Start of Material provided
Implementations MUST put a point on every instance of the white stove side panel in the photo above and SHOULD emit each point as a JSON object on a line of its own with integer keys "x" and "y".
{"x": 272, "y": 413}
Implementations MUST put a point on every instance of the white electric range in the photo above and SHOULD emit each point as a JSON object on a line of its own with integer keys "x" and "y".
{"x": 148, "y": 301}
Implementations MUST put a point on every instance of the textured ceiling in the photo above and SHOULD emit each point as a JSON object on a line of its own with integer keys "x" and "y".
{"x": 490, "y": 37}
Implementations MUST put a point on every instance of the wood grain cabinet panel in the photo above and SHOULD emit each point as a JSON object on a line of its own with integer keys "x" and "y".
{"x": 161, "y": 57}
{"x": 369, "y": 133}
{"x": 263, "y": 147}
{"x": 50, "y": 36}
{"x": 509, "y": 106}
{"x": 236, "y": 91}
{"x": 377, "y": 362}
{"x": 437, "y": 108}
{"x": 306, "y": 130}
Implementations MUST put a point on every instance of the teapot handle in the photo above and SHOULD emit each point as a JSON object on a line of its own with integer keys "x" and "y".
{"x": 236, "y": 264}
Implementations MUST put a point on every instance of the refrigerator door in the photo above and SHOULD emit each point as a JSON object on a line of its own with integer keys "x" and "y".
End of Material provided
**Exercise**
Set the data down again in full. Keep it exact.

**The completed task**
Implementations MUST put a point on every instance of the white stove side panel in the photo above and SHOULD emit each point as a JSON object on a line of its own with integer keys "x" and "y".
{"x": 272, "y": 413}
Implementations MUST put a point on every instance of the white electric range in the photo above and SHOULD emit each point as a JSON object on a line of its own with integer keys "x" and "y".
{"x": 148, "y": 301}
Implementations MUST put a point on every instance of the textured ceiling in the photo above and SHOULD emit each point as a JSON object on a line of its own with integer keys "x" and "y".
{"x": 490, "y": 37}
Implementations MUST put a point on every instance of the wood grain cabinet panel in the photo above and SHOULD emit each point as a JSON object on a line of its own with integer keys "x" and "y".
{"x": 161, "y": 57}
{"x": 369, "y": 133}
{"x": 263, "y": 147}
{"x": 50, "y": 36}
{"x": 509, "y": 106}
{"x": 236, "y": 91}
{"x": 377, "y": 362}
{"x": 437, "y": 108}
{"x": 306, "y": 130}
Implementations MUST put a point on every instance of the teapot handle in the photo above and SHOULD emit each point as a JSON object on a line of its own with integer keys "x" and "y".
{"x": 236, "y": 264}
Implementations MUST put a point on every instance of the refrigerator door in the photo above and SHOULD emit each point as a JSON object on a line of its own with integer keys "x" and "y".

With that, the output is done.